WHAT TO PRODUCE
From the entries below, report how many lines contain the string "wall". Only the number is wanted.

*** Opening of DATA LISTING ***

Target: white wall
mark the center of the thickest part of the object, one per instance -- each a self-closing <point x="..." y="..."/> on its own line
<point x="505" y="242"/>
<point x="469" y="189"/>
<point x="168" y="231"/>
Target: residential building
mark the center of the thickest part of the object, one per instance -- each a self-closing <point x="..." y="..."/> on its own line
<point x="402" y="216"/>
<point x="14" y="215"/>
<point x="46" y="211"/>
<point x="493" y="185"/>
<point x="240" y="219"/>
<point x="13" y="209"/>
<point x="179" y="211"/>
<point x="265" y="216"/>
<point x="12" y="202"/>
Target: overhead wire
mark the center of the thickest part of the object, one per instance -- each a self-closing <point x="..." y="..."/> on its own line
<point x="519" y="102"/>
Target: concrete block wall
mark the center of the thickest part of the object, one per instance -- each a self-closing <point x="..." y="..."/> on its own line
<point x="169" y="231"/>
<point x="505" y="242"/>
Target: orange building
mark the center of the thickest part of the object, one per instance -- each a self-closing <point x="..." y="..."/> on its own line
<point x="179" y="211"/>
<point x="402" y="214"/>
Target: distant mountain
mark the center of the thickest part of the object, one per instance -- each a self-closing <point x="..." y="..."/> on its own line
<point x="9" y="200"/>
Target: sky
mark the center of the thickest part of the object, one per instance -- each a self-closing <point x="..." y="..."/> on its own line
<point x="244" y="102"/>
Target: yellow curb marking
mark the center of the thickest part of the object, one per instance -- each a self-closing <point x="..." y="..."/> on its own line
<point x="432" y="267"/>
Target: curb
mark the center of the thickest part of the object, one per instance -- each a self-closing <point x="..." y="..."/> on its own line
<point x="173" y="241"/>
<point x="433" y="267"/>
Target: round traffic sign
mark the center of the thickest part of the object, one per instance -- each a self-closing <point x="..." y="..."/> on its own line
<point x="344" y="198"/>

*** Close of DATA LISTING ***

EXPECTED ANSWER
2